* _TEKSTFRAGMENT_:
================================
10.Overige grieven en vorderingen

Vordering verhoging opgelegde dwangsommen en (subsidiair) lijfsdwang (grief 7 principaal appel en eisvermeerdering in hoger beroep van [appellante] )

10.1
Grief 7 richt zich tegen de (gedeeltelijke) afwijzing van de vordering in reconventie van [appellante] om de opgelegde dwangsommen te verhogen en heeft voorts betrekking op haar subsidiaire vordering in hoger beroep om lijfsdwang op te leggen. Het hof zal deze vorderingen afwijzen. [verweerder] heeft hoger beroep ingesteld tegen zowel vonnis I als vonnis II, en de dwangsomrechter in hoger beroep moet daarover nog oordelen. [appellante] kan haar vorderingen tot (verdere) verhoging van de opgelegde dwangsommen en haar subsidiaire vordering tot lijfsdwang aan de hogere dwangsomrechter voorleggen. Het ligt ook in de rede dat de hogere dwangsomrechter daarover beslist, en niet dit hof als executierechter. Het is immers bij uitstek de taak (en wat betreft een vordering tot opheffing of vermindering van een opgelegde dwangsom: de exclusieve bevoegdheid) van de dwangsomrechter om te oordelen over de hoofdveroordeling en de daaraan verbonden dwangsom. [appellante] heeft, in het licht van de hangende beroepen tegen vonnis I en vonnis II, onvoldoende toegelicht dat zij een spoedeisend belang heeft bij een oordeel van dit hof als executierechter over de hiervoor genoemde vorderingen.
10.2
Dat het hoger beroep van vonnis I van de rol is gehaald zoals door [appellante] tijdens de mondelinge behandeling naar voren is gebracht, leidt niet tot een ander oordeel, nu de advocaat van [verweerder] tijdens de mondelinge behandeling heeft aangekondigd dat hij de zaak zal opbrengen, en ook [appellante] dit kan doen.
10.3
Grief 7 faalt op grond van het voorgaande en de hiervoor besproken aanvullende vorderingen in hoger beroep van [appellante] zullen worden afgewezen.
Vordering vergoeding deskundigen- en advocaatkosten (eisvermeerdering in hoger beroep van [appellante] )
10.4
Het hof wijst ook de vordering van [appellante] tot vergoeding van advocaat- en deskundigenkosten van in totaal € 32.000,- af. Die vordering is gebaseerd op de stelling dat [verweerder] opzettelijk een valse verklaring van [vertrouwenspersoon] heeft overgelegd. Het hof kan dat niet vaststellen in deze procedure, waarin [vertrouwenspersoon] niet gehoord is en waarin ook geen plaats is voor nadere bewijslevering. Overigens heeft [appellante] ook niet gesteld en toegelicht dat zij spoedeisend belang heeft bij deze vordering.
Subsidiaire vordering zekerheidstelling (eisvermeerdering in hoger beroep van [verweerder] )
================================
* _GEGEVENSOVERZICHT_:
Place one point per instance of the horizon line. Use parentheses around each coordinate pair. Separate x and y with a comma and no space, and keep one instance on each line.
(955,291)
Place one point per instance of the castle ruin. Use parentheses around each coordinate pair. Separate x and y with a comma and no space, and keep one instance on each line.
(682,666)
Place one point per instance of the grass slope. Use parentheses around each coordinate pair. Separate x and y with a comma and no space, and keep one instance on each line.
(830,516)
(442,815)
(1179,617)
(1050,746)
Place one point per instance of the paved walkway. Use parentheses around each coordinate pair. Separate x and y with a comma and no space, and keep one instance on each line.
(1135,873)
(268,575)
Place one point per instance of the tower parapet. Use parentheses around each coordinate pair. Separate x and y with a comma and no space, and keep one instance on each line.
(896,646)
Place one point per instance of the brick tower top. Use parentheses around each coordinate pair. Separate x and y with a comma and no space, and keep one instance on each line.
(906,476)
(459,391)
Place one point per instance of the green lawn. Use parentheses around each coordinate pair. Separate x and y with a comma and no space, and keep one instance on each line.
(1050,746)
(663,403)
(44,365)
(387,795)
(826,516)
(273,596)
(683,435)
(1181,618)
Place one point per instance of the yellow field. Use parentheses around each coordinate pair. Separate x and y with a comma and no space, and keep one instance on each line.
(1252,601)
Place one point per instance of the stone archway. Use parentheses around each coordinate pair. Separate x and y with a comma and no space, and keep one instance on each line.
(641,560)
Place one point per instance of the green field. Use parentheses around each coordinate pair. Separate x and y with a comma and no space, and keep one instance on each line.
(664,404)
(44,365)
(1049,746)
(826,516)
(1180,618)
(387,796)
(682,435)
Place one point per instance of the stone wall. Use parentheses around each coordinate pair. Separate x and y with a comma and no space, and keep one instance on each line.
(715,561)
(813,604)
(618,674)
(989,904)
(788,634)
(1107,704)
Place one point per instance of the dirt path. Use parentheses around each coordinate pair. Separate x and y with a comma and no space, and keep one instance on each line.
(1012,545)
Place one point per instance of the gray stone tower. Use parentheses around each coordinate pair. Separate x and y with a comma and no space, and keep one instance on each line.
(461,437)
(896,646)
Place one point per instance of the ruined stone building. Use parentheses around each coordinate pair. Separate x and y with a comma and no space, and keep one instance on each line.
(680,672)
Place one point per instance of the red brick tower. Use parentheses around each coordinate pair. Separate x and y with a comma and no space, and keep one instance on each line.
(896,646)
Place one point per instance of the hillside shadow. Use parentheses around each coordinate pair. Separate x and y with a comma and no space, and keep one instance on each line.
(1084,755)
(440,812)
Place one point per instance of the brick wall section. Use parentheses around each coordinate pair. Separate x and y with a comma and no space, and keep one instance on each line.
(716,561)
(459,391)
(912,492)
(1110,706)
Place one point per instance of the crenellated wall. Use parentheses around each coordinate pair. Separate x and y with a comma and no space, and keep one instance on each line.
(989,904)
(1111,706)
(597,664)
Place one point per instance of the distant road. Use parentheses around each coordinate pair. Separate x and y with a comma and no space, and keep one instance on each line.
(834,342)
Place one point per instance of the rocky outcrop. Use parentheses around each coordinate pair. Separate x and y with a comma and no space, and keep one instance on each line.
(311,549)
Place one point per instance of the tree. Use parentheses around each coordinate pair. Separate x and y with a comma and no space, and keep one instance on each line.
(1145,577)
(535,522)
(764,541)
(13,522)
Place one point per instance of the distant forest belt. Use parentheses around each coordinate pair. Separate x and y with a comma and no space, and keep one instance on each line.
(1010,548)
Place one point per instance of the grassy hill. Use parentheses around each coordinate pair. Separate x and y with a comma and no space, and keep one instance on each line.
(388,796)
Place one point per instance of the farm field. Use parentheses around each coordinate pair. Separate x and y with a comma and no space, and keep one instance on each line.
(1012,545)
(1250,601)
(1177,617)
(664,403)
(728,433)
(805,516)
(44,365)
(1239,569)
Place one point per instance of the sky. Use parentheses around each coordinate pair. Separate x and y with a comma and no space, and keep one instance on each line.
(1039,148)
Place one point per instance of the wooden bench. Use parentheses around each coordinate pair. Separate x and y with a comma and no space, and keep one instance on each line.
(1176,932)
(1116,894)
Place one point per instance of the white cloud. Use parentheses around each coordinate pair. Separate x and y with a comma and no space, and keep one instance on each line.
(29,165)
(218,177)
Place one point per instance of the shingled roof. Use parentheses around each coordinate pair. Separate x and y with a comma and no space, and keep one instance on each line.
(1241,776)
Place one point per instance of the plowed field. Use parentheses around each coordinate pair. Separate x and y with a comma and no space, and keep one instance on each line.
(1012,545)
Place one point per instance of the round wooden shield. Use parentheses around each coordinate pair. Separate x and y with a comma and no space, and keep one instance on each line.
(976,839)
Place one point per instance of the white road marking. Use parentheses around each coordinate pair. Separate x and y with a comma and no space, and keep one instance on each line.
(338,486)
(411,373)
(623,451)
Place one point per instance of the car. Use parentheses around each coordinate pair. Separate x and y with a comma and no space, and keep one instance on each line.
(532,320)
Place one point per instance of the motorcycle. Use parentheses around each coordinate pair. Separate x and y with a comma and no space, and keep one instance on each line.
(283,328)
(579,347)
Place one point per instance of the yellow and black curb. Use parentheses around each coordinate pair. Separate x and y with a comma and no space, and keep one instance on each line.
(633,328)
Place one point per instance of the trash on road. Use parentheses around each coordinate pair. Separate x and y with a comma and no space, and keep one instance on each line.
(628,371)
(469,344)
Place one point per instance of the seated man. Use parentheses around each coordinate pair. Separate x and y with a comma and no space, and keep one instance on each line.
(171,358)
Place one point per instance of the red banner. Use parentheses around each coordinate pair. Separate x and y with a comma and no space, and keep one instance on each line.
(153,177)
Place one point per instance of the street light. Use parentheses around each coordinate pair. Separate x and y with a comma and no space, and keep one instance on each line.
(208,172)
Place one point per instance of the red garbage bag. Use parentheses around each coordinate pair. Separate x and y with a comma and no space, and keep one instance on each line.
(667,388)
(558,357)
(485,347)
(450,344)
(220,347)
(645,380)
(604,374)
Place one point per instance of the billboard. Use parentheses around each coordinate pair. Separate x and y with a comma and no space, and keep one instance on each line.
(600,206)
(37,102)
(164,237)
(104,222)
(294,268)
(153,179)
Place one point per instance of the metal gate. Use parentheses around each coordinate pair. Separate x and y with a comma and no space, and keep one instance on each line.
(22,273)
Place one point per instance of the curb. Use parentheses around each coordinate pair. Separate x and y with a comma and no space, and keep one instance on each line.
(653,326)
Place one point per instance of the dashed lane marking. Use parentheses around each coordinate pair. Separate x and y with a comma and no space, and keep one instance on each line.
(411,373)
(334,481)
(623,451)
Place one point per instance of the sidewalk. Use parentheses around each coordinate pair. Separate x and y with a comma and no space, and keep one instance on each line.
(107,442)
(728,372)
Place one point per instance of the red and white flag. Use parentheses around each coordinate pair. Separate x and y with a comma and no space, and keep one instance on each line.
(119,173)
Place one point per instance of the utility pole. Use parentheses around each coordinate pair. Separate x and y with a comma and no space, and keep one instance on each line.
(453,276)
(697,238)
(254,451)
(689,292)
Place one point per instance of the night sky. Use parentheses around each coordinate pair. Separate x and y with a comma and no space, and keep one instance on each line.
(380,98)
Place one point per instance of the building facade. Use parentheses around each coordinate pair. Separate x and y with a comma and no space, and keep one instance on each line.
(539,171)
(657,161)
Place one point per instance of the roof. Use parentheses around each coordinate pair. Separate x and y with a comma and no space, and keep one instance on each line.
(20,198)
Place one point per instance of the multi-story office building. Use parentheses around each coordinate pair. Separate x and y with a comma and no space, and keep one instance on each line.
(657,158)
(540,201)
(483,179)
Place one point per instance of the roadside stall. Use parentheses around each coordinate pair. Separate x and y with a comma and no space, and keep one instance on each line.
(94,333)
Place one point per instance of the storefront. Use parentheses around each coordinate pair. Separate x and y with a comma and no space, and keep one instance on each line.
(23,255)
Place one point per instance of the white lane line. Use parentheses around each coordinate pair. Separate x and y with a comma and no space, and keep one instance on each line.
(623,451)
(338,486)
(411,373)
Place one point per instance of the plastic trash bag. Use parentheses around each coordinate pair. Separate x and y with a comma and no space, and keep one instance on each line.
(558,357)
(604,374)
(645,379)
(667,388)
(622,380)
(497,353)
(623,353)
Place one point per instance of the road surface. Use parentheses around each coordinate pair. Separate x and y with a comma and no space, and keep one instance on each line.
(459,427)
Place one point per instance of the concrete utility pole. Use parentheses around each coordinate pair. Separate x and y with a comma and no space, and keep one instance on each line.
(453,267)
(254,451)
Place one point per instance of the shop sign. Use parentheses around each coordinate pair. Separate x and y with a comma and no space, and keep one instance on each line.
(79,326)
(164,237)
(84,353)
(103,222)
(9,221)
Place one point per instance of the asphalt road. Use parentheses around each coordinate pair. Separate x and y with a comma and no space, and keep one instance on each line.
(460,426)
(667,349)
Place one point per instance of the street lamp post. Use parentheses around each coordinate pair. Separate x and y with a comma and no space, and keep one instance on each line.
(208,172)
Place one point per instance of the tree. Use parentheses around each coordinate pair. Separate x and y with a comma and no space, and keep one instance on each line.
================================
* _GEGEVEN OPDRACHT_: Herschrijf het tekstfragment vanaf "Vordering vergoeding deskundigen- en" tot en met "van [verweerder] )" en zet daarbij "rechtsgang" in plaats van "procedure".

* _UITVOER HIERONDER_:
Vordering vergoeding deskundigen- en advocaatkosten (eisvermeerdering in hoger beroep van [appellante] )
10.4
Het hof wijst ook de vordering van [appellante] tot vergoeding van advocaat- en deskundigenkosten van in totaal € 32.000,- af. Die vordering is gebaseerd op de stelling dat [verweerder] opzettelijk een valse verklaring van [vertrouwenspersoon] heeft overgelegd. Het hof kan dat niet vaststellen in deze rechtsgang, waarin [vertrouwenspersoon] niet gehoord is en waarin ook geen plaats is voor nadere bewijslevering. Overigens heeft [appellante] ook niet gesteld en toegelicht dat zij spoedeisend belang heeft bij deze vordering.
Subsidiaire vordering zekerheidstelling (eisvermeerdering in hoger beroep van [verweerder] )